DATASET START

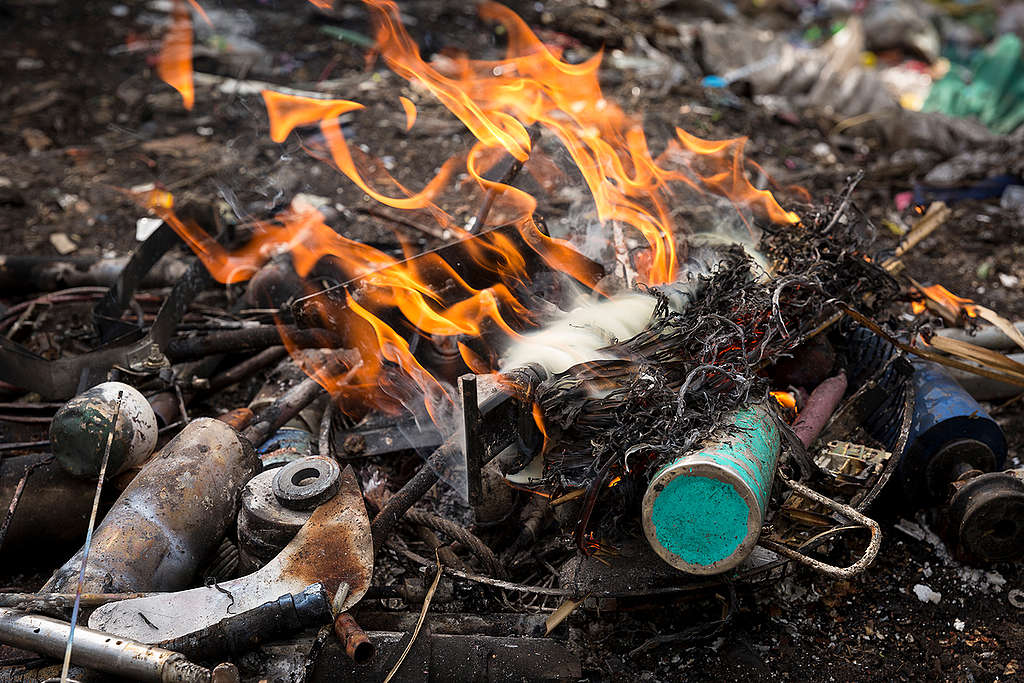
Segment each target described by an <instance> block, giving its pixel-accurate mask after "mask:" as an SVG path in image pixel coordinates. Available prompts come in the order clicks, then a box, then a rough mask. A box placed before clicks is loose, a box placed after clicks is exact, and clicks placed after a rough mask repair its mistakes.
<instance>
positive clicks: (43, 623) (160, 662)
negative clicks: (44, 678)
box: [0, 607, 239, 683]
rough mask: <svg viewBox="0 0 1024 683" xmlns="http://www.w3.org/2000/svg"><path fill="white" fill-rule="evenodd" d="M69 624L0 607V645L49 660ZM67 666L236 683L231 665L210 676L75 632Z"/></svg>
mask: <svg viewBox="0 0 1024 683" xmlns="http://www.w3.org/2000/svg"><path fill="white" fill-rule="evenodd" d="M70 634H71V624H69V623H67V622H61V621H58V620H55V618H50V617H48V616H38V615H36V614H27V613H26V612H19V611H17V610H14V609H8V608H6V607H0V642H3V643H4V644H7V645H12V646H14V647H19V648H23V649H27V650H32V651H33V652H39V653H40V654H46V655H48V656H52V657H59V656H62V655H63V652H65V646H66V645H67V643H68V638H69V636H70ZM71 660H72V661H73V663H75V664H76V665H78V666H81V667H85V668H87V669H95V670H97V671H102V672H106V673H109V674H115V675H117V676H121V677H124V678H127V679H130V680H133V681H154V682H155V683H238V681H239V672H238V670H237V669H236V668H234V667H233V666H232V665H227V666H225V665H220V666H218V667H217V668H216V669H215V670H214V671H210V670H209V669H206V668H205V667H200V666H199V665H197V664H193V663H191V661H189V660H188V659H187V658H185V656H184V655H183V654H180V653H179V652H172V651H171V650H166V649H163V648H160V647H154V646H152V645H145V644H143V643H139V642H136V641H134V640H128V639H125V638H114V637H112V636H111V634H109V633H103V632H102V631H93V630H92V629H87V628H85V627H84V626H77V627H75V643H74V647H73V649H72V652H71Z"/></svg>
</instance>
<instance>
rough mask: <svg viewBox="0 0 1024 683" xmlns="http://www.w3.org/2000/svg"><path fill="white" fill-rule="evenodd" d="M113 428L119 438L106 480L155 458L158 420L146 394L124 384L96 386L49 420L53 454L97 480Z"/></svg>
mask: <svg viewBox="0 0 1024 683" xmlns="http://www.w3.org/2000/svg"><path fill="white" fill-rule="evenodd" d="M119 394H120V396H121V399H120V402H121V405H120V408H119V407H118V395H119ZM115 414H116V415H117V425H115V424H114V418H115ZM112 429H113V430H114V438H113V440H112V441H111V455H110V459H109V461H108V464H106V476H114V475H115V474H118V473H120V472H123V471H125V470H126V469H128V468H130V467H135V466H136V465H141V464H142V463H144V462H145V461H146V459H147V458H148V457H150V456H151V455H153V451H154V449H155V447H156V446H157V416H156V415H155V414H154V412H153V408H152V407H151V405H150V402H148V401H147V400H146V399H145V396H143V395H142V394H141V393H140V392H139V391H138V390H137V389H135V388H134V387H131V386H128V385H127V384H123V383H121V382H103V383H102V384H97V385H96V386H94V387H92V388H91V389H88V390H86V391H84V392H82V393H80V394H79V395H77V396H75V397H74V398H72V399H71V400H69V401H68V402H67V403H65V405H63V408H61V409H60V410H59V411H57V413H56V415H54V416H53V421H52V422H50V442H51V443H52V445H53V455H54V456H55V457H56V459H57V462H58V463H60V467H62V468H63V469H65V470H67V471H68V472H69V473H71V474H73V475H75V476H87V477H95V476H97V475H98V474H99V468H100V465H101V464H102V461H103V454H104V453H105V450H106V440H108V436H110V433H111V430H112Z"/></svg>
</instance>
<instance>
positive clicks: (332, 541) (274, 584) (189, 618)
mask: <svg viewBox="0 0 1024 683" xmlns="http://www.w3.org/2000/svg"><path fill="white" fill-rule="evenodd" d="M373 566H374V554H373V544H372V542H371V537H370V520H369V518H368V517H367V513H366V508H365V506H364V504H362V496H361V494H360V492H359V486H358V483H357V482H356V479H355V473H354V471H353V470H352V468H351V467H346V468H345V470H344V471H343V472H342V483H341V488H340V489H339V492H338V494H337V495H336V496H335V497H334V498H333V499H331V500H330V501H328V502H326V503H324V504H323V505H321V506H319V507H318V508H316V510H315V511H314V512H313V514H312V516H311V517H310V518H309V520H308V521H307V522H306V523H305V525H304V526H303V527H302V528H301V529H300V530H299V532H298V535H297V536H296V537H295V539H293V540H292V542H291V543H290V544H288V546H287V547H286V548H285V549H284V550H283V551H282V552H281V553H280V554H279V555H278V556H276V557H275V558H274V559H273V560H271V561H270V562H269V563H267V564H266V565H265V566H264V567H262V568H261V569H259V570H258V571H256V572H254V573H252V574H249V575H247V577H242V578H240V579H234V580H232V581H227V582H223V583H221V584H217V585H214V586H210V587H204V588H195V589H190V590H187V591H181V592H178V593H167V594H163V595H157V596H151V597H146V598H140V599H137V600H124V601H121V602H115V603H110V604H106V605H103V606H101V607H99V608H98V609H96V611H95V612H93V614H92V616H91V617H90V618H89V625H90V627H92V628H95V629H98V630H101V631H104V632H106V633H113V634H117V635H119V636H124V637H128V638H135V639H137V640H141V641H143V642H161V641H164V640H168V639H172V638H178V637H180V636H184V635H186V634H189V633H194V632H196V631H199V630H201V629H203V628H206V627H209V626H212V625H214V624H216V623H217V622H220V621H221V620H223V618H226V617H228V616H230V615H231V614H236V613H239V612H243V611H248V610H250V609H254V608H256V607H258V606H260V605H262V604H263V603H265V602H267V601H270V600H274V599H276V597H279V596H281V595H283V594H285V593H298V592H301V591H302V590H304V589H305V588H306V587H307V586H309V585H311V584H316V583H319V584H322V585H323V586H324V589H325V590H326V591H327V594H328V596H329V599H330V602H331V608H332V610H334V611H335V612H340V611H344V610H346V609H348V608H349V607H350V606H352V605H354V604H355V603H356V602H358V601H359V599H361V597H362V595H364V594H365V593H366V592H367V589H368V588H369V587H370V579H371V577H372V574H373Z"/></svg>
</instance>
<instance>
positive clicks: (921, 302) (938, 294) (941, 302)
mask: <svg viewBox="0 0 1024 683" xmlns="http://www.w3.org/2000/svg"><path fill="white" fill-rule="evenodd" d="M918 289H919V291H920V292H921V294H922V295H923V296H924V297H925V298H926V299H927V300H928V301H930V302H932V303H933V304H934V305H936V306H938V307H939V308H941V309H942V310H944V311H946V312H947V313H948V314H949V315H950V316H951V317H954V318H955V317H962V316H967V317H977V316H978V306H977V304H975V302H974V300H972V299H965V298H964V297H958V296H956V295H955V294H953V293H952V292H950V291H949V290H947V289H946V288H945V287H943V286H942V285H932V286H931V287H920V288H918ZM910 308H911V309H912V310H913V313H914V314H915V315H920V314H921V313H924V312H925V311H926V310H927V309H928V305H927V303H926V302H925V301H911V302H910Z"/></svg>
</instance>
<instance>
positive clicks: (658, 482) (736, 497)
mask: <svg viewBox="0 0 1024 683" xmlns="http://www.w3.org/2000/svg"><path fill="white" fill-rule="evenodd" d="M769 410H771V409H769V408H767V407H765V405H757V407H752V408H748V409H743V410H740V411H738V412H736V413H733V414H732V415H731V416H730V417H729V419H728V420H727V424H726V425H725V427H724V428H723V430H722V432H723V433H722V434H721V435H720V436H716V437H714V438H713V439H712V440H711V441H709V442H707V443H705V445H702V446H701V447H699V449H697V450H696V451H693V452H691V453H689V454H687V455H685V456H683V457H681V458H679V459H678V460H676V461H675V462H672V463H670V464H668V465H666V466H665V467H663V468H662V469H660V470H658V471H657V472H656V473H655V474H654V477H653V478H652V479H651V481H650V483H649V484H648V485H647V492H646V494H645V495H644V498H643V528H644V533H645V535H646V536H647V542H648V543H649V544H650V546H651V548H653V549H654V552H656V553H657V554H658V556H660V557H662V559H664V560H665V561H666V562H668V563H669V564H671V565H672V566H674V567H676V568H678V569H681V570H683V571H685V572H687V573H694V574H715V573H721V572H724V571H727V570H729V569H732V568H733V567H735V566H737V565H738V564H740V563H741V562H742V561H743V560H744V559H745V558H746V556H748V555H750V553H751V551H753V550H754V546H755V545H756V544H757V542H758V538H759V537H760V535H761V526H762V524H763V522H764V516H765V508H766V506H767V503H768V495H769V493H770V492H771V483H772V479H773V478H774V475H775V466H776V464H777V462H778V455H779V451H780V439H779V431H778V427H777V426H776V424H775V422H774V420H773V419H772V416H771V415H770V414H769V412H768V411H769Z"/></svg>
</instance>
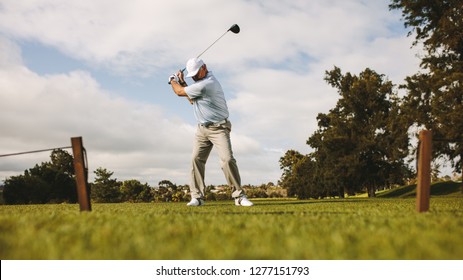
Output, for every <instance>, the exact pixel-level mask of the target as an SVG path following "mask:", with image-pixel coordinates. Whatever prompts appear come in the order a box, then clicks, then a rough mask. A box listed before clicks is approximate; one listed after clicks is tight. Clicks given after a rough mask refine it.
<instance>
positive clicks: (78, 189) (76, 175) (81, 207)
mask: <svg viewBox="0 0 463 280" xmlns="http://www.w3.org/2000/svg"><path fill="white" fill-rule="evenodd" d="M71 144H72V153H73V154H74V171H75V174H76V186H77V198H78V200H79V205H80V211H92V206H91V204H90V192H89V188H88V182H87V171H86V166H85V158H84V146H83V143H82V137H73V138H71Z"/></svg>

DATASET END

• _AIM OF THE EXERCISE_:
Which lines in the records contain the word "after"? Copy each one.

• _EXERCISE RESULT_:
Segment each target described by an <instance> block, giving its pixel-accurate mask after "mask:" as an SVG path in image pixel coordinates. Available prompts come in the order clicks, then a box, then a rough mask. A box placed before clicks is loose, a box placed after clicks is exact, and clicks placed after a rough mask repair its mistakes.
Output, for every <instance>, the exact pixel-level mask of the target as an SVG path following "mask:", with image-pixel coordinates. Whatever prompts appear come in the order a box, then clicks, then a rough mask. A box listed before clicks is approximate; one listed after clicks is tight. Clicks given after a rough mask refine it.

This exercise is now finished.